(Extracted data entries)
______________________________

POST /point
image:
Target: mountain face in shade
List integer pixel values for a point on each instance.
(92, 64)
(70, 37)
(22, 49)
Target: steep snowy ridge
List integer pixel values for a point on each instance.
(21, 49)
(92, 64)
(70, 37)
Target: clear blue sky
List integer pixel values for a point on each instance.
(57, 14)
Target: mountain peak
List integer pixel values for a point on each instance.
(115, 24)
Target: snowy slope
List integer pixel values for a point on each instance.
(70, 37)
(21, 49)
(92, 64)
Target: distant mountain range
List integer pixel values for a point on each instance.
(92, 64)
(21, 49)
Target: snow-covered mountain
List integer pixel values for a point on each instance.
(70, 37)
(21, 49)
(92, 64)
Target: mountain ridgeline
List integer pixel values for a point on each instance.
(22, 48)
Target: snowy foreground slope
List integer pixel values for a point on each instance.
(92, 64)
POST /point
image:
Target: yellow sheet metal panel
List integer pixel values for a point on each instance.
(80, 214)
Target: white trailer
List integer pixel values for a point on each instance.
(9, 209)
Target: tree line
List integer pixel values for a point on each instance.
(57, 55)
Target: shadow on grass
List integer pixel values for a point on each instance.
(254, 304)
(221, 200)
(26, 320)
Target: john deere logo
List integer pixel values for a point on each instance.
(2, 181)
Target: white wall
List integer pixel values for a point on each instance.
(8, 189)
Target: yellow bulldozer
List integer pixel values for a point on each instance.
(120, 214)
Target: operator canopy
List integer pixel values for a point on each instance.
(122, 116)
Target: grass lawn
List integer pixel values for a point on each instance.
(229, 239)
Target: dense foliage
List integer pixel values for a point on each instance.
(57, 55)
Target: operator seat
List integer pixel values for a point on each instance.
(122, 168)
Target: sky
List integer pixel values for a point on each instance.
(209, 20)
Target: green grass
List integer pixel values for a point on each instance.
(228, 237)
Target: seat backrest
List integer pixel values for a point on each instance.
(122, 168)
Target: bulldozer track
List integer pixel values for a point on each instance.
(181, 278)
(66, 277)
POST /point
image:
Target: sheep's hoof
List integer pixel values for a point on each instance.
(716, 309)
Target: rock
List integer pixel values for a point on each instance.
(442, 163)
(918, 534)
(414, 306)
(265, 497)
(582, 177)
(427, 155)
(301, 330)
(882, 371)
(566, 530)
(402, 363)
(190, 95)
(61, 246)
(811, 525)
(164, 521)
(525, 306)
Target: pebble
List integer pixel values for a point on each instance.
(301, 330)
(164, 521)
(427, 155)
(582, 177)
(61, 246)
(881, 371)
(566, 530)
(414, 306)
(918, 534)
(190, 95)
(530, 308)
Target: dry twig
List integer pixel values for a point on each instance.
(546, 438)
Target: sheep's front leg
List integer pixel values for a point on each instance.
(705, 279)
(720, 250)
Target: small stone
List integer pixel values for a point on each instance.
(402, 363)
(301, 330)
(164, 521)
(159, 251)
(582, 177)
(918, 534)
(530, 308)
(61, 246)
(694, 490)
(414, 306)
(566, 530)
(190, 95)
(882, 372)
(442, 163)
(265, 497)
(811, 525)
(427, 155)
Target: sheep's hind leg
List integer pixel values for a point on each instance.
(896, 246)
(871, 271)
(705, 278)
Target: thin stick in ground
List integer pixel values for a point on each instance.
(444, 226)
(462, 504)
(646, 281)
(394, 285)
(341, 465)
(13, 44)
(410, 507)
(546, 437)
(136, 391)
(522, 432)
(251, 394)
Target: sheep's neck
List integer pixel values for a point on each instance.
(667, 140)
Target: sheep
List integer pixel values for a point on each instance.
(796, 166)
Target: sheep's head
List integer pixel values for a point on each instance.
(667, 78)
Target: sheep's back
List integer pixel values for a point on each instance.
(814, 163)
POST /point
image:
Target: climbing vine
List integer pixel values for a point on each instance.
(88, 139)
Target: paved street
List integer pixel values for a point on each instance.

______________________________

Task instructions:
From the line containing "Target: dry twig" through the end of the records, inclusive, replace "small stone" with "pebble" and leave the rest of those lines unchanged.

Response:
Target: dry twig
List integer pixel values for a point on each instance.
(546, 438)
Target: sheep's front leg
List integer pixel values for a point on each instance.
(705, 279)
(720, 250)
Target: pebble
List integer pixel values for a point on each instance.
(402, 363)
(301, 330)
(164, 521)
(159, 251)
(582, 177)
(918, 534)
(530, 308)
(61, 246)
(694, 490)
(414, 306)
(566, 530)
(190, 95)
(882, 372)
(442, 163)
(265, 497)
(811, 525)
(427, 155)
Target: sheep's hind leg
List integer pixel values for a point on each instance.
(896, 246)
(871, 271)
(705, 278)
Target: thin stick in ground
List integer pixel values for a point on each instance.
(444, 226)
(462, 504)
(646, 281)
(394, 285)
(341, 465)
(13, 44)
(410, 507)
(546, 437)
(136, 391)
(522, 432)
(251, 394)
Target: sheep's neck
List integer pixel values for a point on each instance.
(667, 140)
Target: sheep
List integer pixel values for a point on each instance.
(796, 166)
Target: sheep's head
List integer pixel values for a point on each instance.
(667, 78)
Target: sheep's back
List integer pixel values for a point on each instance.
(814, 163)
POST /point
image:
Target: climbing vine
List integer pixel values for a point on each instance.
(88, 139)
Target: paved street
List integer pixel values for a point on each instance.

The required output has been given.